Goal of the exercise: Rewrite the material from the line containing "Please indicate the fire station" through the end of the material, replacing "garage bay" with "apparatus bay" and leaving everything else unchanged. Give back only those lines.

Saved data entries:
==============================

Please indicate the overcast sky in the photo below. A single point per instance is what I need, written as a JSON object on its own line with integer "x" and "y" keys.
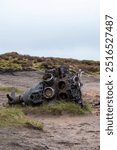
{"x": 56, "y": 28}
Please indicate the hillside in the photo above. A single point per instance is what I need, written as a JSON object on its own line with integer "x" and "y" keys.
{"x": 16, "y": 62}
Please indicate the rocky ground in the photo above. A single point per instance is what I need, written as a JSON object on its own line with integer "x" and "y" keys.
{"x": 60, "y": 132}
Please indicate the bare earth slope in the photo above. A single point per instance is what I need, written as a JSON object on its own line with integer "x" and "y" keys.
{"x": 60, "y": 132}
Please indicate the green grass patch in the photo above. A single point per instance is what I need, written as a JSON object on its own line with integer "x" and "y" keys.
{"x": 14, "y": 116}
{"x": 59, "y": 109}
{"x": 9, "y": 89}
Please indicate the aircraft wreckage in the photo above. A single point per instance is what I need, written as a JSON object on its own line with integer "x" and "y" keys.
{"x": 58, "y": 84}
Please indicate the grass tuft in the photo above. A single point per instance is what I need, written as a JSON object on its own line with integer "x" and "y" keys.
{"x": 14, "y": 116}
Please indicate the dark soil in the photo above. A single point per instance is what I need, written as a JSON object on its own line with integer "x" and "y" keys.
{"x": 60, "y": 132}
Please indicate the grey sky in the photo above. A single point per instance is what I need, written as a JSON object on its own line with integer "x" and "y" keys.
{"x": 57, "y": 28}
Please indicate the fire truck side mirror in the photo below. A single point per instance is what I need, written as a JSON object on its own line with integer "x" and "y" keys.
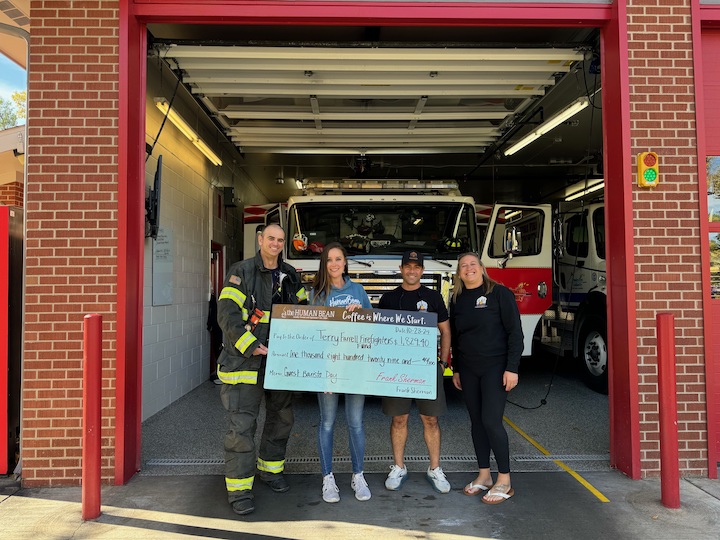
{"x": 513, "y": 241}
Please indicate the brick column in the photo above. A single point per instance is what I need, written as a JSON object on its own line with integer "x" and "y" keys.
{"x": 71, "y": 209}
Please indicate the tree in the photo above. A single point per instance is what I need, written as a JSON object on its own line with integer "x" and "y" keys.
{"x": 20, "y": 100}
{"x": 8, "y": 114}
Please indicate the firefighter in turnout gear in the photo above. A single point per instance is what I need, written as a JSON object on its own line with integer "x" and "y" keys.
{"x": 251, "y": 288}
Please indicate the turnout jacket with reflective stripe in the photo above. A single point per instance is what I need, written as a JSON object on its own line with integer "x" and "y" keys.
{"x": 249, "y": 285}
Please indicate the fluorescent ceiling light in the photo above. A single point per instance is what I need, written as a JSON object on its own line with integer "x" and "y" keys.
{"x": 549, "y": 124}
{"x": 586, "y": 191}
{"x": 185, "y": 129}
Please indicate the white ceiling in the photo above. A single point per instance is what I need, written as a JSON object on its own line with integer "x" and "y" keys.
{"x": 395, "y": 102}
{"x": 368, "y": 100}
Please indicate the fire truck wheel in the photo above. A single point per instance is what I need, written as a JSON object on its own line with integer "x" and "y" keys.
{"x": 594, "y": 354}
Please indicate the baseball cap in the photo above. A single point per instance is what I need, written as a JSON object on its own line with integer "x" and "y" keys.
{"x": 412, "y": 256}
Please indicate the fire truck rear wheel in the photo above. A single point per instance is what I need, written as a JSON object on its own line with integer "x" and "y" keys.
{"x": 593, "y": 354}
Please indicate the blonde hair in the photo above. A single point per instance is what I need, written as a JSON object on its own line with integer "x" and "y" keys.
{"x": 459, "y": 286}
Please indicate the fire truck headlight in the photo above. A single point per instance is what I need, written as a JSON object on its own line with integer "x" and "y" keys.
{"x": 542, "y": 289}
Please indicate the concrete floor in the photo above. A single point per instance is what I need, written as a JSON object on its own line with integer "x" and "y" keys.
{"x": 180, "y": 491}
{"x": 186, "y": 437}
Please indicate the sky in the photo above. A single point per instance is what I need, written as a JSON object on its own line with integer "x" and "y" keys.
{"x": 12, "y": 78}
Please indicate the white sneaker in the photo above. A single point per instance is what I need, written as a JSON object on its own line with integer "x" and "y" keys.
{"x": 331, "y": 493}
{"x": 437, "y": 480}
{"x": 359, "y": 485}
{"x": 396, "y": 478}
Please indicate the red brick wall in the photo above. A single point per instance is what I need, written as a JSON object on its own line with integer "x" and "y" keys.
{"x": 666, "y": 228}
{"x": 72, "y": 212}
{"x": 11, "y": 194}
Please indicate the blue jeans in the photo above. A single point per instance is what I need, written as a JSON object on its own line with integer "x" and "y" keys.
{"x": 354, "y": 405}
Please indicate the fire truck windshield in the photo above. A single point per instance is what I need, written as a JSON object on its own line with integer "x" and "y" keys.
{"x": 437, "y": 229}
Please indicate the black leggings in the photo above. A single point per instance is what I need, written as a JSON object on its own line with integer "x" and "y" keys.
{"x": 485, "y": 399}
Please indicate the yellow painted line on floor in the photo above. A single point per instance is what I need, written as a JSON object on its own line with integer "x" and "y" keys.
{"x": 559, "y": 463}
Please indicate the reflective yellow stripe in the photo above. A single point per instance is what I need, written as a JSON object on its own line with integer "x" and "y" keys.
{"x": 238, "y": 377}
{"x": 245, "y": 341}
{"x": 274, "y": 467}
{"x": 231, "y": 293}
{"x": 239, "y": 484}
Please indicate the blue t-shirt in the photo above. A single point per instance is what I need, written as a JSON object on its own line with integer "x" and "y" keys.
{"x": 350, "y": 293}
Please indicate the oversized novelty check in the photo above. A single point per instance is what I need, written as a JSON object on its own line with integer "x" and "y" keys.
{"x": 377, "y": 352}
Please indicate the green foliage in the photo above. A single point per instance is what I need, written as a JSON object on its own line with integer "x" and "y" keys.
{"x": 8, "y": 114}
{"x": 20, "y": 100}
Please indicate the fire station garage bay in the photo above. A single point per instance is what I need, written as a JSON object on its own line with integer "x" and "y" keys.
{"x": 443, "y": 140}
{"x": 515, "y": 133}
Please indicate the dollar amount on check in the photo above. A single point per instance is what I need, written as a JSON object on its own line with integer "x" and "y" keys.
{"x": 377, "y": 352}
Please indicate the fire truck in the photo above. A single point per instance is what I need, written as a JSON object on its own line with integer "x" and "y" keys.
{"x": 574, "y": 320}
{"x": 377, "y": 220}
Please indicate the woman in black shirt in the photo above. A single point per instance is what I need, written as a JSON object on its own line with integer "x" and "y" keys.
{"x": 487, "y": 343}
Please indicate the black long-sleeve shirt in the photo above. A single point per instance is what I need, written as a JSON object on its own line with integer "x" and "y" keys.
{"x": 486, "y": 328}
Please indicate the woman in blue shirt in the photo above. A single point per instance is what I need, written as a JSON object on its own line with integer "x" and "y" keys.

==============================

Solution for this problem:
Please indicate the fire station apparatus bay in the photo above. A single point per instance is what I need, written as a JSON object on its own line with integer "x" and "y" keys.
{"x": 443, "y": 140}
{"x": 515, "y": 133}
Please indicate the dollar amount on check in the photo above. A single point per instance is what I need, written as a JSON object on its own line with integer "x" and "y" keys.
{"x": 377, "y": 352}
Please indicate the fire truck in the photo above. A single point per instance is what I need, written as a JSON object on its own line with integer "x" and "y" keys.
{"x": 574, "y": 320}
{"x": 377, "y": 220}
Please indicate the woman in black shirt in the photo above. A single point per instance is what I need, written as a JSON object on its own line with integer "x" and "y" keys.
{"x": 487, "y": 343}
Please indicate the black long-sleeve shirt in the photo above. A single point per instance is what I need, written as a JSON object on its own line with integer "x" and "y" keys.
{"x": 486, "y": 328}
Please indicate the woman in blue shirt in the photo above. A single point per instance is what I need, written as a JSON object on its own line with integer "x" and "y" keys.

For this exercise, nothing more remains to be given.